§ Document segment
=== Section Start ===

Bloomington City Council OKs tentative $27 million tax levy, proposes flat tax rate
The Bloomington City Council approved a tentative $27 million combined tax levy on Monday, with plans to keep a flat tax rate of 1.4%.
While the council unanimously supported the bulk of the levy for the city’s budget, some members opposed the Bloomington Public Library's levy that will be used in part for an expansion project.
A Dec. 6 public hearing is planned for the proposed levies: $20.9 million for the city’s budget, and $6.1 million for the Bloomington Public Library. The council’s expected to vote on those Dec. 13.
Also at the meeting, held at Government Center downtown, the council discussed the city’s annual financial report as it related to an independent audit, and approved plans to replace the Miller Park Pavilion roof.
Rise in property values key
For the owner of a $165,000 home, the proposed levy would mean about $770 of their tax bill going toward the City of Bloomington and the library, said Scott Rathbun, Bloomington’s finance director.
About 43% of that tax levy is used for police and fire department funds, especially pensions, said Rathbun.
He told the council during its meeting Monday that a projected 2.25% increase in Bloomington’s equalized assessed value (EAV) means the city won’t have to raise the tax rate. But that final EAV and tax rate won’t be finalized until January, he added.
The projected EAV of Bloomington township property is about $1.9 billion, up $42.5 million over the 2020 figure. Rathbun said based on that, and with no tax rate increase, the city should capture about $275,000 in revenue growth, and the library about $50,000.
The BPL levy will go toward the library’s planned $22.8 million expansion that's been in the works more than a decade.
The project will be funded with about $17 million in general obligation bonds, and the rest with BPL reserves and fundraising. The library’s annual levy is its primary revenue source, according to council materials.
Originally proposed as a combined levy vote, the council opted Monday to separate the vote on the two levies, with the $20.9 million levy for the city gaining unanimous support.
Council votes 6-3 to OK library levy
The $6.1 million levy for BPL — which represents a 23% increase over last year’s figure, or about $30 more in taxes for the owner of a $165,000 home — didn’t see the same overwhelming support.
The 6-3 vote found Ward 2’s Donna Boelen, Ward 3’s Sheila Montney, and Ward 5’s Nick Becker casting “no” votes.
Becker said the city should focus more on cost cutting. The tentative tax levy for the library may be a small amount on a tax bill, but taxpayers find these adding up, he said.

=== Section End ===

§ Problem description
Turn the paragraph in the article on Bloomington's tax levy that begins "The projected EAV of Bloomington township property" into a short list of its main facts. The material here comes from a separate source, not from the article on Bloomington's tax levy.

§ Data

=== Section Start ===

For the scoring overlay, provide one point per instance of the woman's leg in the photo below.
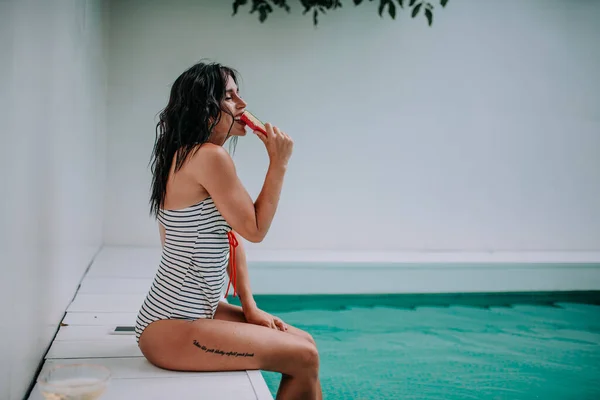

=== Section End ===

§ Written solution
- Projected EAV of Bloomington township property: about $1.9 billion
- Rise over the 2020 figure: $42.5 million
- Expected revenue growth with no tax rate increase, according to Rathbun: about $275,000 for the city and about $50,000 for the library